Problem details = Update the stretch from the line containing "Where can the wet" through the end of the entries, changing "wet rock" to "damp stone" wherever it occurs and keeping everything else the same.

## Begin Items

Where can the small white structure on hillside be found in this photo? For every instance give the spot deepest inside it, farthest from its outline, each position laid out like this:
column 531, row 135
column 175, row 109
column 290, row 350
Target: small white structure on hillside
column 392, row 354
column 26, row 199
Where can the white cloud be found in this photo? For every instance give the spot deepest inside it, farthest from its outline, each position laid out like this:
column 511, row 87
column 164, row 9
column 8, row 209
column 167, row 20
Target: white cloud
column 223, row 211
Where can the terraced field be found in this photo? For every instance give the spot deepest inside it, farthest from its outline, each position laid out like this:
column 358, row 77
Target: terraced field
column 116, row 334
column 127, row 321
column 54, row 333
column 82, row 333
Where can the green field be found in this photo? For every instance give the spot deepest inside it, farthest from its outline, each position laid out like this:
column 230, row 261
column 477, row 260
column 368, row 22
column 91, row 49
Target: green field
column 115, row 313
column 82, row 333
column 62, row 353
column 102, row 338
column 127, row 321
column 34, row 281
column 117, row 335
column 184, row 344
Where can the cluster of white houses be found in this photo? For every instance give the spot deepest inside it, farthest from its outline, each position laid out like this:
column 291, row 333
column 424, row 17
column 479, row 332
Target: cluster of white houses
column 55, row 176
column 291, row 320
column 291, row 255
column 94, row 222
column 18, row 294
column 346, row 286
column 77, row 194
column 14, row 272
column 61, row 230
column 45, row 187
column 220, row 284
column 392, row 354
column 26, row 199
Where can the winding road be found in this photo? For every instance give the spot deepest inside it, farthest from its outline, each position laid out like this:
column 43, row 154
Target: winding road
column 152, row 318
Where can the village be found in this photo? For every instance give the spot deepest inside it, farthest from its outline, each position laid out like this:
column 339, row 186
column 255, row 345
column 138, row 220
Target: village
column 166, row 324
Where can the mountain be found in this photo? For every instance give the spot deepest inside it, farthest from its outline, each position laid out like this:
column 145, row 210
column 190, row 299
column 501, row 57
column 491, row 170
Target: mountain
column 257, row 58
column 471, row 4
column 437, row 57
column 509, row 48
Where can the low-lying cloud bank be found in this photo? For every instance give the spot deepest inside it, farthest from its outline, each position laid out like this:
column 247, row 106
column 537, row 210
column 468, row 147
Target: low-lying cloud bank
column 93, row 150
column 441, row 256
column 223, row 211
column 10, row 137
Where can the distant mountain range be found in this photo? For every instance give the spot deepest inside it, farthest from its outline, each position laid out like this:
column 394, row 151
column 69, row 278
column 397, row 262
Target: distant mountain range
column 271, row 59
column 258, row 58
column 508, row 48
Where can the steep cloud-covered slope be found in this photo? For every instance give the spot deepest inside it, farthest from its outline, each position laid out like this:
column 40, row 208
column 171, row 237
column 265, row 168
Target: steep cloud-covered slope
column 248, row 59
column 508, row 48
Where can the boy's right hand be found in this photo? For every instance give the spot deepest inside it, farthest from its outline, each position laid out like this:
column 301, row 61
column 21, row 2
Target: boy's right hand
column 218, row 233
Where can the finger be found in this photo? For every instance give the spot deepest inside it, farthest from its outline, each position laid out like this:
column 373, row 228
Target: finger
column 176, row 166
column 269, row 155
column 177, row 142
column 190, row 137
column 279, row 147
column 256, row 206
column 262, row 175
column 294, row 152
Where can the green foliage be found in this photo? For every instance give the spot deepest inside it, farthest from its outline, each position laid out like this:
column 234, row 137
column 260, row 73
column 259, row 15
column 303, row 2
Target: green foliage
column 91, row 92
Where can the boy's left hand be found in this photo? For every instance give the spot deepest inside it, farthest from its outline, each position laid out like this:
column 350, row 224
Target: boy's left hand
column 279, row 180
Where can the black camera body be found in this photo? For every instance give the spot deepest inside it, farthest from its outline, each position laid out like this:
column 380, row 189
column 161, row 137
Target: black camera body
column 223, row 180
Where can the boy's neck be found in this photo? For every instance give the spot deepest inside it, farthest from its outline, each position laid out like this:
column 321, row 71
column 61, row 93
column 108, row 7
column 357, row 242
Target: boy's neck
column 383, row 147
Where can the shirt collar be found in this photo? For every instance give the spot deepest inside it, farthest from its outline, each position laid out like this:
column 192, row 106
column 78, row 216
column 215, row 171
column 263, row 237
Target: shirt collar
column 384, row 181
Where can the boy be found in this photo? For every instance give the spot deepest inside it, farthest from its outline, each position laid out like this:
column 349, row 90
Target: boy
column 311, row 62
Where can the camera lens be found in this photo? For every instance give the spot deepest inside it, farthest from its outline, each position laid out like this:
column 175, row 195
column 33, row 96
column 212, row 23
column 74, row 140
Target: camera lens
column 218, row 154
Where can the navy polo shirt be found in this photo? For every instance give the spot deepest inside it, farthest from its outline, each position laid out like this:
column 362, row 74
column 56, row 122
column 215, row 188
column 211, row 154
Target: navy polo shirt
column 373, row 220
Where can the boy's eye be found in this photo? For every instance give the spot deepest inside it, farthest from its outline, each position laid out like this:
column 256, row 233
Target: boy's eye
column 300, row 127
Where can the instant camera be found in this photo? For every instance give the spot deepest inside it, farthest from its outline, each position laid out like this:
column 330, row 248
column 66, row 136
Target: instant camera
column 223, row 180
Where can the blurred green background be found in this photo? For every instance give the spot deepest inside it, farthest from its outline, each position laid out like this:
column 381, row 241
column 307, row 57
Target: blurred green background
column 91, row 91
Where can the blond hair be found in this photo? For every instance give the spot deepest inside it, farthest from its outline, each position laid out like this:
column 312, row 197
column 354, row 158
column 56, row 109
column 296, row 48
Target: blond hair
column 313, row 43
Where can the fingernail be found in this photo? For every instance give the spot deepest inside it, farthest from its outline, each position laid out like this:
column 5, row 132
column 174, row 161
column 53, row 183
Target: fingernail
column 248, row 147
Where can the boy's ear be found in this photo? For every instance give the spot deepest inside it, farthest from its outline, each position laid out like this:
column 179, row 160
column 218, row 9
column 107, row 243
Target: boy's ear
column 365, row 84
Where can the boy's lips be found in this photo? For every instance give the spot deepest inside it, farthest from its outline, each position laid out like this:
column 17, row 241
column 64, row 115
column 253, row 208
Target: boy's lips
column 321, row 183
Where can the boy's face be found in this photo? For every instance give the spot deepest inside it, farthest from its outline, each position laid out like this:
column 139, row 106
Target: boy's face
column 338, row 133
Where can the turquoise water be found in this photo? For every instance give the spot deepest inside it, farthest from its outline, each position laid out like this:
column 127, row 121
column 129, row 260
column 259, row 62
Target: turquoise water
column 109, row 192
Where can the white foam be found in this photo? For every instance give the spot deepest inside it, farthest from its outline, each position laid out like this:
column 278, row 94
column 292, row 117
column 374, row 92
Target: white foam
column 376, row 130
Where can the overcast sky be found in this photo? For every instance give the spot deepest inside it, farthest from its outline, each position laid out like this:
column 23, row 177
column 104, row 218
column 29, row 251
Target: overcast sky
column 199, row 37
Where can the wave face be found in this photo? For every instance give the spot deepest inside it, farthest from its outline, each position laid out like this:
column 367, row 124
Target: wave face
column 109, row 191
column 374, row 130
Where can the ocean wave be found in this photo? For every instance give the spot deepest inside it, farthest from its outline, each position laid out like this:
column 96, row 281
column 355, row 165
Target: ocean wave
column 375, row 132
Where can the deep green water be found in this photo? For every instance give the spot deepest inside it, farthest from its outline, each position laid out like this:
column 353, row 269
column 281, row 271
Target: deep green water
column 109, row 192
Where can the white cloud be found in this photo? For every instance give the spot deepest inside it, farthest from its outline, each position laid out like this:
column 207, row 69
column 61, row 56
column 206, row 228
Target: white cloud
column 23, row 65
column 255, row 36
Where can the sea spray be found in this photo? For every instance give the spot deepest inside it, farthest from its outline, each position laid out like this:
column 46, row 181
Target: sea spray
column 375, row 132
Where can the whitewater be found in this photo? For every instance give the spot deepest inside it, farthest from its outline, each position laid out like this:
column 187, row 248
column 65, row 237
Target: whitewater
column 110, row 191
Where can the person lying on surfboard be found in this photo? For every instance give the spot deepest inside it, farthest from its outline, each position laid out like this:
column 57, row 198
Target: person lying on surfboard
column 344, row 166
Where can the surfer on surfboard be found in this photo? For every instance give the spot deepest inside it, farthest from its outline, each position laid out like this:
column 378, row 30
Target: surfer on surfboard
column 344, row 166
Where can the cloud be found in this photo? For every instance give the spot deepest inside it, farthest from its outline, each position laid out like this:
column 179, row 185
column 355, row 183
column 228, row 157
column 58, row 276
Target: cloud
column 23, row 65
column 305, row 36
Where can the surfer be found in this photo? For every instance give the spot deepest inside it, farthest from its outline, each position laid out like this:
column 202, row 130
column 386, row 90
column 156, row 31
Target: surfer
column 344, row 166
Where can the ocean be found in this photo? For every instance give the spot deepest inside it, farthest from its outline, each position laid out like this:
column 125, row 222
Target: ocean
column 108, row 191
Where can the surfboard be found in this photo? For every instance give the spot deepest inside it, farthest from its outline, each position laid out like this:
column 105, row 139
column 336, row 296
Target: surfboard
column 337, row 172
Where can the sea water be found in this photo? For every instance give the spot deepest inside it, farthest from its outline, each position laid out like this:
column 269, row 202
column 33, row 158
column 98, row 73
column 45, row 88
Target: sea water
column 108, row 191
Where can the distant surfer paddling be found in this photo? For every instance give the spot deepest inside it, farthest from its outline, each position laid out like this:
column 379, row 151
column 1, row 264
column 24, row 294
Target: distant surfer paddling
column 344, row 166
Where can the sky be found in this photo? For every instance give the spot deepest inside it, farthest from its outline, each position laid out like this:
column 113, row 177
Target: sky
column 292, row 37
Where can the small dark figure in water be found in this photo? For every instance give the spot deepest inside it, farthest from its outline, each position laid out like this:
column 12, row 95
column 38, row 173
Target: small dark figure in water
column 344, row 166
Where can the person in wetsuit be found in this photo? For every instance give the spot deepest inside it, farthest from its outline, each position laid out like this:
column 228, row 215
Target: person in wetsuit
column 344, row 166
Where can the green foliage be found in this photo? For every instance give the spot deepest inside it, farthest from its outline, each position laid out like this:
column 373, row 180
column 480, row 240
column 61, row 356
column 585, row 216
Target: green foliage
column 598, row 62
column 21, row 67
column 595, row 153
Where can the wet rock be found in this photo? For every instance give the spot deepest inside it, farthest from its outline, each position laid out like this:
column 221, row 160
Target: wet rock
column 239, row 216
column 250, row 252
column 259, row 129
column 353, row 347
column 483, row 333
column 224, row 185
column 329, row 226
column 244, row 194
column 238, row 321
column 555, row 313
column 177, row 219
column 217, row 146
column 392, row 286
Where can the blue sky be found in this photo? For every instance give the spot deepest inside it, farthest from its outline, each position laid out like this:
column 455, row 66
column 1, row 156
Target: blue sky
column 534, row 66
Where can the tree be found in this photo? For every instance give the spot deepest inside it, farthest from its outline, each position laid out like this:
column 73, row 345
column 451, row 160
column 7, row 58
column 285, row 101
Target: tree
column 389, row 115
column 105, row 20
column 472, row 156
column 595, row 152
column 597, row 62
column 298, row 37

## End Items

Completed exercise =
Where can the damp stone be found in this photo? For every instance give the spot deepest inside it, farthest from its outline, each position laid out like this:
column 221, row 160
Target: damp stone
column 239, row 216
column 250, row 252
column 259, row 129
column 353, row 347
column 483, row 333
column 224, row 185
column 329, row 226
column 244, row 194
column 238, row 321
column 555, row 313
column 177, row 219
column 217, row 146
column 392, row 286
Where can the blue sky be found in this photo? For every instance give the spot deepest inside it, farthest from its outline, each position laid out like this:
column 455, row 66
column 1, row 156
Target: blue sky
column 534, row 66
Where can the tree be found in this photo? For every instance give the spot deepest inside it, farthest from its outline, each position laid out like this:
column 73, row 345
column 451, row 160
column 7, row 58
column 285, row 101
Target: tree
column 389, row 115
column 105, row 20
column 472, row 156
column 595, row 152
column 597, row 62
column 298, row 37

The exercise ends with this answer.